STATED GOAL:
Copy only what runs from the line containing "Q: In the photo above, point to the red" through the end of the material below, line for line, with both ends included.

DATA SHOWN:
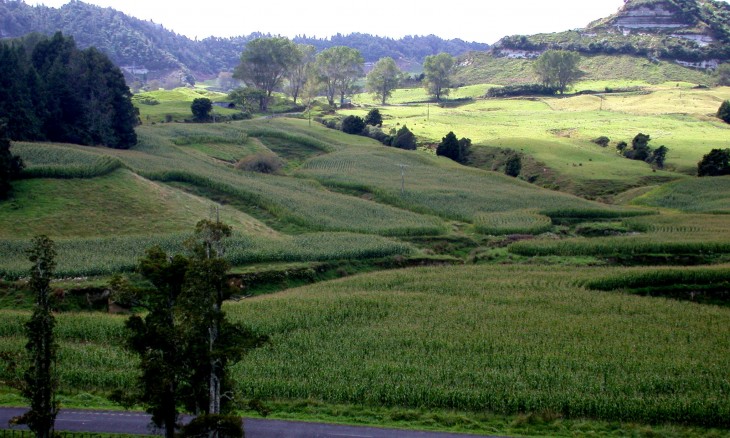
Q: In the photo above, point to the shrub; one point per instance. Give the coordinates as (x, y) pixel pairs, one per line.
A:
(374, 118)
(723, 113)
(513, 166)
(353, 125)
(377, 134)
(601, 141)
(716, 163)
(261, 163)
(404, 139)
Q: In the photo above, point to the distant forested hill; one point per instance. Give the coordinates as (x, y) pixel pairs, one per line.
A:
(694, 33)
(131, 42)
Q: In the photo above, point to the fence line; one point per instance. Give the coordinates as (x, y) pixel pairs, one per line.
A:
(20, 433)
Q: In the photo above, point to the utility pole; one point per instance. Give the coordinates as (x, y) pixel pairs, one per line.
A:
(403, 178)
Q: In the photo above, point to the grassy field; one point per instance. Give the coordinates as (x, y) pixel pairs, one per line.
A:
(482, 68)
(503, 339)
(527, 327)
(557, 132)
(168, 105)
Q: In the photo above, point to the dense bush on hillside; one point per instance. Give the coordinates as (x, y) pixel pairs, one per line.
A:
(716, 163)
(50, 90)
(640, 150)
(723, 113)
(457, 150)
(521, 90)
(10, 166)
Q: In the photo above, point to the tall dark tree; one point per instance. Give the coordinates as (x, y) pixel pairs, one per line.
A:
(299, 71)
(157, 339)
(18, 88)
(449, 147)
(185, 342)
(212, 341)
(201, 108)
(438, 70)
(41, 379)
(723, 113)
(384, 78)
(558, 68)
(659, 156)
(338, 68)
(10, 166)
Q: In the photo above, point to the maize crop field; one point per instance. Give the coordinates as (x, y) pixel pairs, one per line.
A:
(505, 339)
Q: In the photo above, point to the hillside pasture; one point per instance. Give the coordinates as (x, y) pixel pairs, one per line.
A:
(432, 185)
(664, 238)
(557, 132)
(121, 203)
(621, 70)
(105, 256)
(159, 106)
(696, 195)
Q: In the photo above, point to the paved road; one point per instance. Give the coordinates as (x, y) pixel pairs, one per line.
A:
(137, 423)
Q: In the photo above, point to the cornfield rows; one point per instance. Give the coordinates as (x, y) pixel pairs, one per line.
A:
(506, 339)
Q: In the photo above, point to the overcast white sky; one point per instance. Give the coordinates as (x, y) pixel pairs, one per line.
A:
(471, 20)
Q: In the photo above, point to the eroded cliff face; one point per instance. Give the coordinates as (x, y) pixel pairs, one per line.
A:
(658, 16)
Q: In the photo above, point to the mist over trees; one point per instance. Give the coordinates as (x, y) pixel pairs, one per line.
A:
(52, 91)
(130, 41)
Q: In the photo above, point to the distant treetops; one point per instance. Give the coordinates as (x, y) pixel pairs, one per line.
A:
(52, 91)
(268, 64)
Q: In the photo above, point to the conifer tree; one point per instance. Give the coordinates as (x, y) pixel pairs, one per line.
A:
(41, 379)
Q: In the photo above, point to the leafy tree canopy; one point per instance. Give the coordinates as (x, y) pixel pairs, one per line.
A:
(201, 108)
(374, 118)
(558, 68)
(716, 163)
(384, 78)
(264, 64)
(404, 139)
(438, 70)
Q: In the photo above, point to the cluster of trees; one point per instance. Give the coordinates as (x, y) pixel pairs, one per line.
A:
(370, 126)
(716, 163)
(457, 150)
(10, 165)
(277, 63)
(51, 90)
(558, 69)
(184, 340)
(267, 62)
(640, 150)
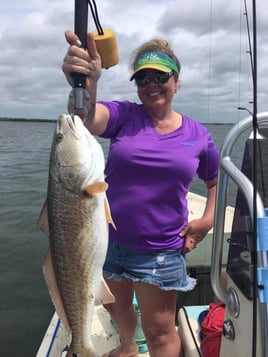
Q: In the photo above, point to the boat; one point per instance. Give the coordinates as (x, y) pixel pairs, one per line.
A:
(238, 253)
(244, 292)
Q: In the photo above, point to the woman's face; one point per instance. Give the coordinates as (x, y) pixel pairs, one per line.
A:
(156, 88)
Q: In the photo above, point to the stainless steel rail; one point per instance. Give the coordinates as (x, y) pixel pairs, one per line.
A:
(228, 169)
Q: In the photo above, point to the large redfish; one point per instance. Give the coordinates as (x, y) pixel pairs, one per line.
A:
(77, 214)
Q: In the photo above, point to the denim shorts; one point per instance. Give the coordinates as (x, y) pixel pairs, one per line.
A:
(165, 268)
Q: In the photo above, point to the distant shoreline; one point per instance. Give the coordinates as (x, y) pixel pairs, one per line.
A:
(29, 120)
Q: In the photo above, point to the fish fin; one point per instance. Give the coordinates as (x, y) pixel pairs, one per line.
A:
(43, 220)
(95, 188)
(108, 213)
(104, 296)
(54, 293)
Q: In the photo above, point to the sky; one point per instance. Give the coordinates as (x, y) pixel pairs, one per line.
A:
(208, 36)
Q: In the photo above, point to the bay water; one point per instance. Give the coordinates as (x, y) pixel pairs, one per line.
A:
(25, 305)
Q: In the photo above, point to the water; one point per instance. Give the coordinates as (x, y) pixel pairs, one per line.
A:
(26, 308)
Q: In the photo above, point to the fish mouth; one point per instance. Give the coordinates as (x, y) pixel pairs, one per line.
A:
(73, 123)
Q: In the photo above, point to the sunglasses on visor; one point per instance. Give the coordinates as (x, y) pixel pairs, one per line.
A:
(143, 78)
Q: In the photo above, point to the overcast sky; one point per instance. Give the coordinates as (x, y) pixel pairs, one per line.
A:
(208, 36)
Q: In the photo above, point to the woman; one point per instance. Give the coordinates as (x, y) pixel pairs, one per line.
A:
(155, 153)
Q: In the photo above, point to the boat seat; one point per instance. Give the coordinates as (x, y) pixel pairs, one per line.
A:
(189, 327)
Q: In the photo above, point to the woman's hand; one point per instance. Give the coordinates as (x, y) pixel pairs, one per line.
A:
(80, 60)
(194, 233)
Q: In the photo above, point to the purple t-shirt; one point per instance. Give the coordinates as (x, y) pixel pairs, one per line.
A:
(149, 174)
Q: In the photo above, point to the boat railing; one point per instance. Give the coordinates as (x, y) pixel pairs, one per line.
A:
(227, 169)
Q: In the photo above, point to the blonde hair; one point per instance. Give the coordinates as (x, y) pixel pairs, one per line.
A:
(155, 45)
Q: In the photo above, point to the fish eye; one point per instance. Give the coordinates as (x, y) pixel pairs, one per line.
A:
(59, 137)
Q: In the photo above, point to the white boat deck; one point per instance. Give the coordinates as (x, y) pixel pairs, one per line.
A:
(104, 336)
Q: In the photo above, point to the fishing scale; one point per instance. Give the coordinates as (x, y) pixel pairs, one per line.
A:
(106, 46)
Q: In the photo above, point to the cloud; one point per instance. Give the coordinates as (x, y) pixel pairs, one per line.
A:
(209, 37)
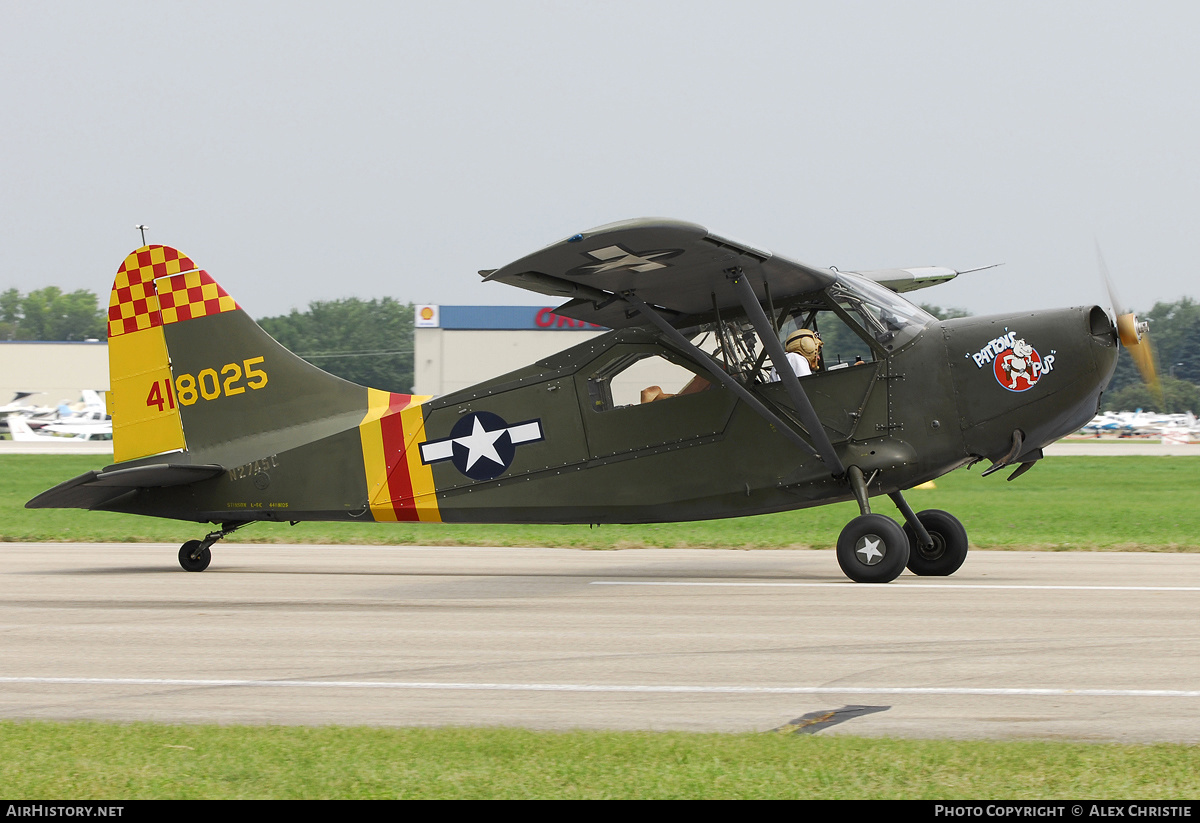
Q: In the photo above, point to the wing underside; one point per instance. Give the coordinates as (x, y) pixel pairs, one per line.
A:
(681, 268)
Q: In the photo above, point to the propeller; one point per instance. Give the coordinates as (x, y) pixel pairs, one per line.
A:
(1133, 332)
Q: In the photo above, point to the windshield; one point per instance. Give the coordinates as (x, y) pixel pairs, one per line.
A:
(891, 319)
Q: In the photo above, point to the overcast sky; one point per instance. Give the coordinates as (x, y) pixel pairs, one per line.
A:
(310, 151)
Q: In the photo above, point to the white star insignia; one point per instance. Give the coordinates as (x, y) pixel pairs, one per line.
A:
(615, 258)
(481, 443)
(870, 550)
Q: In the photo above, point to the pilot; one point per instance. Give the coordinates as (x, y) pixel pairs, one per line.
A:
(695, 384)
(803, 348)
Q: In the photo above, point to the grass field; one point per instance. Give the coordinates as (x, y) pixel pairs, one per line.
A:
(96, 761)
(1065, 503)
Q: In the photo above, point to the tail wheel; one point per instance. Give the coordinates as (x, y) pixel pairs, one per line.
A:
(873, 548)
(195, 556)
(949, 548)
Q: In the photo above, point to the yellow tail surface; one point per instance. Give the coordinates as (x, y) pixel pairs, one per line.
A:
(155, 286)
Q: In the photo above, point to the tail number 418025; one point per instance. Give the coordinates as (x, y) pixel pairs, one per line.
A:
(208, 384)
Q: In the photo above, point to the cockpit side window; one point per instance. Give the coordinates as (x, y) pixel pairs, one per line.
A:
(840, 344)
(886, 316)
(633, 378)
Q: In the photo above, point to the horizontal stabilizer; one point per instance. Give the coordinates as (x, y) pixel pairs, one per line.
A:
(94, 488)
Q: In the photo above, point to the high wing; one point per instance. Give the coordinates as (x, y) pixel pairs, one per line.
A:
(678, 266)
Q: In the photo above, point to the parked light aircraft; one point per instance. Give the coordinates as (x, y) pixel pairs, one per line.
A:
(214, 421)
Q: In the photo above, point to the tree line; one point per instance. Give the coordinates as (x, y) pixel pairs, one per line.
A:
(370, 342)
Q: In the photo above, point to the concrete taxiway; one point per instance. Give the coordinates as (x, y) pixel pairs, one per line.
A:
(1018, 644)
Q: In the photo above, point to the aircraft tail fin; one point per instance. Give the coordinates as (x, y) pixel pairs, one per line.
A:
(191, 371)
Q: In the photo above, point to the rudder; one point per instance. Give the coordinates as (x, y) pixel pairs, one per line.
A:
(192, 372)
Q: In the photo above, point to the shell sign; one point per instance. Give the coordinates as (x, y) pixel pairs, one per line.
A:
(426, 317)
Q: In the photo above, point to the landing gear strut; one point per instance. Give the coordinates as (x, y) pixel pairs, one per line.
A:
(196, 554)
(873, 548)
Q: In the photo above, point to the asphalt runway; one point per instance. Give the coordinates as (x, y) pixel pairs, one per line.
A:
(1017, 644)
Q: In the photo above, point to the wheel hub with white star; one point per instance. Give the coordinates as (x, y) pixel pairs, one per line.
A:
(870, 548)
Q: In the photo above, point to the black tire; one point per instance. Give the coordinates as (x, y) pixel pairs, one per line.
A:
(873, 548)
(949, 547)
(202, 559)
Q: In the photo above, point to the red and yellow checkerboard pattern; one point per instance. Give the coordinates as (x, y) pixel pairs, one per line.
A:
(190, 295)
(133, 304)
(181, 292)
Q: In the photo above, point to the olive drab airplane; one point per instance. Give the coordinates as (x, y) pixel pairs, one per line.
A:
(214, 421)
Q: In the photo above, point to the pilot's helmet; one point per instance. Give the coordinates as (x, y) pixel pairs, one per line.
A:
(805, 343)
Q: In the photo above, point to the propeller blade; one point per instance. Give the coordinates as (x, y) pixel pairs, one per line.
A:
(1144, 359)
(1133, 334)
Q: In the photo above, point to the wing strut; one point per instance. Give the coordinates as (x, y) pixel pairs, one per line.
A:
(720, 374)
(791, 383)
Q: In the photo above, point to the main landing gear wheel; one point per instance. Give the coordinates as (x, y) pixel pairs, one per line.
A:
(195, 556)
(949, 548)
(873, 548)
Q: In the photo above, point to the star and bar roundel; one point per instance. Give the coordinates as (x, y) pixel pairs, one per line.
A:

EXPECTED OUTPUT:
Q: In the photo above, point to the red and yellow checkerboard pattern; one point per instance. Give the coordinates as (x, y) pixel pairs, one per line.
A:
(190, 295)
(133, 304)
(181, 292)
Q: In the photo above, point to the olive drab airplane; one point per instance. Give the coordinates as (x, y) pixel pairs, one per line.
A:
(214, 421)
Q: In the photo above, point to the pilot's helmet; one point per instance. Give the coordinates as (x, y) pixel pairs, one per line.
A:
(805, 343)
Q: In the photo above, point to the propeller blade; one point per instance. Give the coordinates as (x, y) pixel pairs, one per line.
A:
(1144, 359)
(1133, 334)
Q: In the photo above, point to the wing strut; one point per instance. Give the coordinates as (x, y) pixel pairs, one per line.
A:
(720, 374)
(791, 383)
Q: In the photo above, point to the main landing gear wheel; one point per instance. Give the coordinates as (x, y) pixel pairs, one per line.
A:
(195, 556)
(949, 548)
(873, 548)
Q: In the photo above, point to the star and bar roundel; one point per instance. Give the coordinates as (x, y) pixel pairs, one per line.
A:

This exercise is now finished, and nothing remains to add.